**PROBLEM DESCRIPTION**
Put the records below into a JSON list of strings, one string per line, leaving out blank lines and any pictures.

## Start RECORDS TO PROCESS

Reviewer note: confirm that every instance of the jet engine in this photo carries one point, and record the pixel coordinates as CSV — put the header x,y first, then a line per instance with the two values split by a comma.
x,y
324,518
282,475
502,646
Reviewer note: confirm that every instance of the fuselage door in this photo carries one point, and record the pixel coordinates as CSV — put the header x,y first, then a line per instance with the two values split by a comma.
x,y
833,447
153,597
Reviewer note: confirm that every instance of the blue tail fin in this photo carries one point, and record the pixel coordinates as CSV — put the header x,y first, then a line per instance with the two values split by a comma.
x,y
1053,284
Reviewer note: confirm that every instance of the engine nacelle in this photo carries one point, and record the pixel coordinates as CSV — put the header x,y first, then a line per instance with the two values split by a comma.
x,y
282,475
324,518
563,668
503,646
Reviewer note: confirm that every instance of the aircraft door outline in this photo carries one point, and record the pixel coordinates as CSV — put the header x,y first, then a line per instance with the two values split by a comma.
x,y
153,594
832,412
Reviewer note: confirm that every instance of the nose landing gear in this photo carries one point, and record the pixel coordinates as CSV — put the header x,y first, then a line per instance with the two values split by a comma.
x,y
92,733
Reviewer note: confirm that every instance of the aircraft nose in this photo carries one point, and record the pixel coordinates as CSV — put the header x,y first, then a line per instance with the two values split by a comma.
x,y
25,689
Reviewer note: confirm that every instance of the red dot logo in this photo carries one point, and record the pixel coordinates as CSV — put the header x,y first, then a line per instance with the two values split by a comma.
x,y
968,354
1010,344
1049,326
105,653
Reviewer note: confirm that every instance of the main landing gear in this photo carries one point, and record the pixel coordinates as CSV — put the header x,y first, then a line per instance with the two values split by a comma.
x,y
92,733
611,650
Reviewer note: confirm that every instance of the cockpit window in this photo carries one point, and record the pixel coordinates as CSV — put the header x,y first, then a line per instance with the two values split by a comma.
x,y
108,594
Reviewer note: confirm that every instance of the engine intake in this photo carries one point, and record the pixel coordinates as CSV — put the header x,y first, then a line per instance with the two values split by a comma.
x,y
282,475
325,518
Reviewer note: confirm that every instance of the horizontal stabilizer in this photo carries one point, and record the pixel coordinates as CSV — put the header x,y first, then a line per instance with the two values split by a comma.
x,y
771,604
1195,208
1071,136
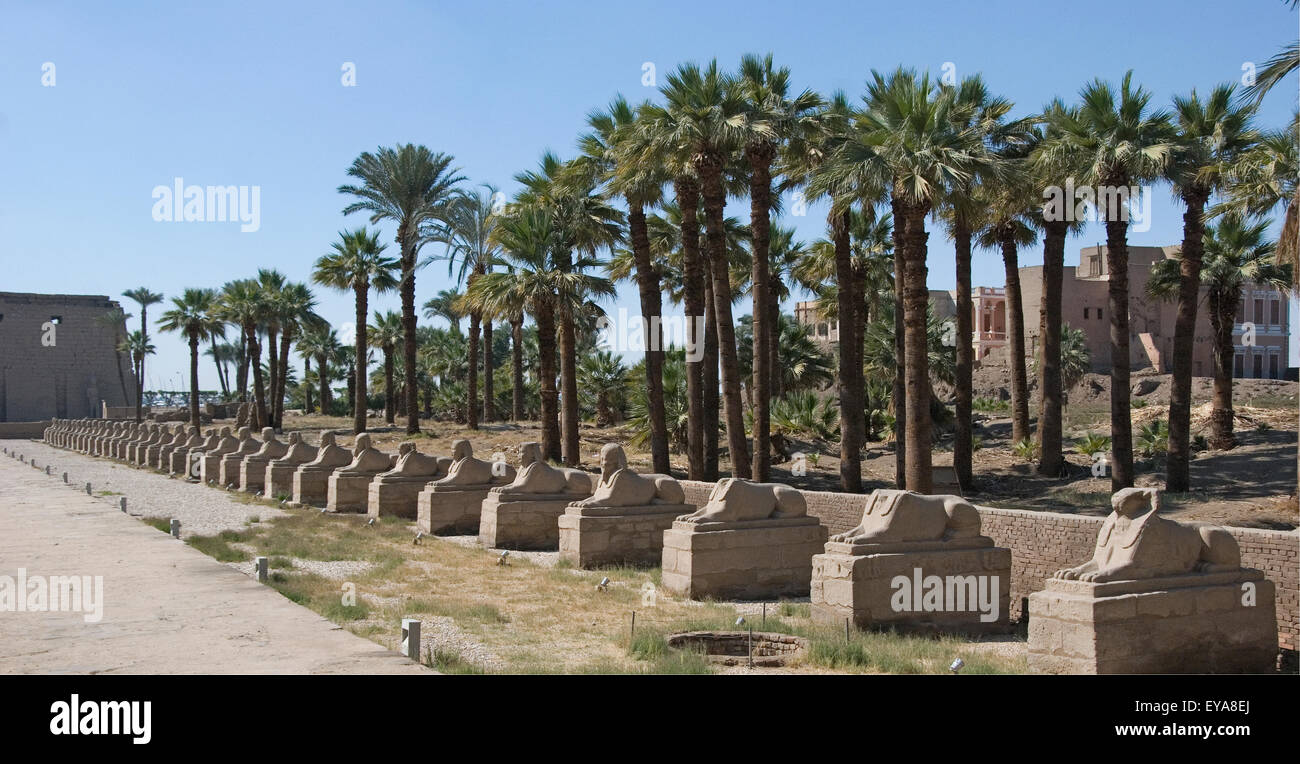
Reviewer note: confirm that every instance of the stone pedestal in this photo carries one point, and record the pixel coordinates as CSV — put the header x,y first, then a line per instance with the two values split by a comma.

## End RECORDS TO PROCESS

**RESPONSE**
[
  "Reviewer note: confirm that every instance of the jet engine in this photo carries one point, and record the pixel coordinates as CSV — put the header x,y first, then a line per instance with the two values split by a comma.",
  "x,y",
  "324,518",
  "282,475",
  "502,646",
  "Reviewer note: confirm that every instance of the fuselage door in this photo carries one point, and record the pixel coordinates as CSV — put the header x,y first, then a line per instance with the two values split by a comma.",
  "x,y",
  "833,447",
  "153,597",
  "Reviewer note: confirm that every instance of the blue tail fin in this photo carries one point, and record the pixel coordinates as CSV — put the header x,y first, then a line per instance with the two values split by a comma.",
  "x,y",
  "1053,284",
  "Reviewer note: confirm that every instance of the engine nacelle in this photo carries one point, and record the pixel coordinates as CSV — put the header x,y first, then a line per instance with the two values split by a comma.",
  "x,y",
  "282,475",
  "324,518",
  "563,668",
  "503,646",
  "Reviewer note: confirm that every instance of the aircraft door outline in this photo carries one point, and record the pixel coordinates as CSV — put the header x,y first, then a line per instance with the two values split by a comma.",
  "x,y",
  "153,594",
  "832,412",
  "Reviewer note: confirm that every instance of the nose landing gear in this photo carries one point, and record the pixel coordinates as CSV — put the header x,y first, then a line per instance with the two values split by a comma.",
  "x,y",
  "92,733",
  "Reviewer note: confirm that every instance of the aircraft nose in this photo carries one point, and record the pixel coordinates as CSV — put the header x,y first, then a line per instance with the two values split by a comma.",
  "x,y",
  "25,689",
  "Reviewer note: confirm that every instance of the red dot logo in this photo carries one point, and record the pixel coordinates as CSV — put the header x,y first, then a line per instance with the two values split by a comma.",
  "x,y",
  "968,354",
  "1010,344",
  "1049,326",
  "105,653",
  "Reviewer note: confirm that every instance of the main landing gear in this photo carries one point, and record the pixel coordinates as CSV — put the header x,y first, then a line per instance with the two values split by a comma.",
  "x,y",
  "92,733",
  "611,650",
  "Reviewer note: confirm that every instance of the cockpit window in this photo carries one point, and record the pixel coordinates as CSV — put the header x,y first, then a line per instance with the two values split by a comma.",
  "x,y",
  "108,594",
  "Reviewer note: confirm that every instance of the engine intake in this photo carries one point, and record the pixel coordinates as CSV — put the header x,y first, then a line per instance with the two values split by a comma.",
  "x,y",
  "282,475",
  "325,518",
  "Reviewer note: confirm that every instance of the horizontal stabilizer in this photo carries one point, and record the pixel coordinates as CSV — put the header x,y first, then a line per instance with the two values split by a comma.",
  "x,y",
  "771,604",
  "1195,208",
  "1071,136",
  "Reviewer note: confirm that every instance of the stone pedestal in this photo carries one point, and record the pixel coordinates as CSV — put the header x,y first, then a line per instance with the two values split by a comma."
]